Given passage START

I’m just not (entirely) ready yet.
Naturally, I’m not too surprised at this conclusion. I’ve never been ready to do anything no matter how excited I may have gotten for it in the past, save for that glorious day when I finally left for college three years ago (three years? How?!). I’m never ready to leave Champaign when the school year ends, I’m never ready to leave Bartlett when the school year (or semester) is about to start up again, I’m never ready for anything.
Sometimes I question my decision to stay in Champaign this summer. I don’t regret it at all, but I do think about how things may have played out if I hadn’t stayed here and just went back to the suburbs. I’ve actually never been more than ready to leave Champaign (I’m in need of the hustle and bustle that is Chicagoland), but the idea that I won’t actually be coming back for the fall semester is a little jarring. I know I’ve always said that I’m meant to study abroad, I need to get out of this country, I need something to jolt my life back into that feeling of excitement and awe of the future…but I never expected to get so comfortable with the people I managed to surround myself with this summer.

Given passage END
Study material START

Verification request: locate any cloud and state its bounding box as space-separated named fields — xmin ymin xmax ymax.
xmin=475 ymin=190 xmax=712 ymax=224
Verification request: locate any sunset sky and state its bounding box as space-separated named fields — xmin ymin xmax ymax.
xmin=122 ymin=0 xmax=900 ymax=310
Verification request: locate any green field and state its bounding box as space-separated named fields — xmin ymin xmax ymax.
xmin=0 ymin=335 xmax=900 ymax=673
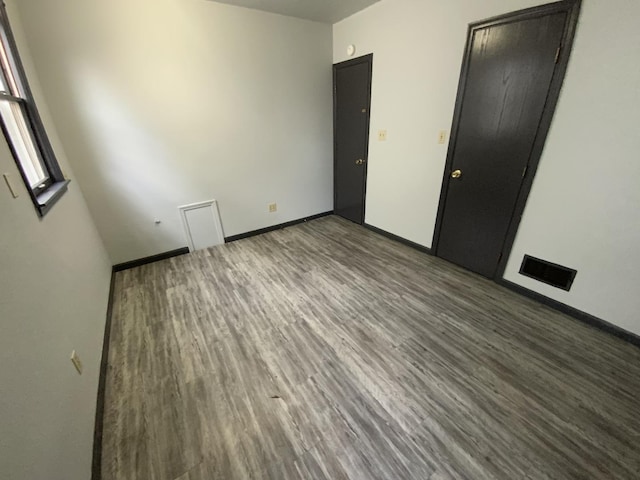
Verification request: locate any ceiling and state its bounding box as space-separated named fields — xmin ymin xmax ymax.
xmin=209 ymin=0 xmax=379 ymax=23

Study material END

Exercise requirements:
Using the passage about staying in Champaign, say whether each statement below agrees with it, and quote the deciding words for each.
1. The writer regrets the decision to stay in Champaign this summer.
2. The writer left for college three years ago.
3. The writer will be coming back to Champaign for the fall semester.

Solution for this task:
1. No: "I don’t regret it at all"
2. Yes: "that glorious day when I finally left for college three years ago"
3. No: "the idea that I won’t actually be coming back for the fall semester is a little jarring"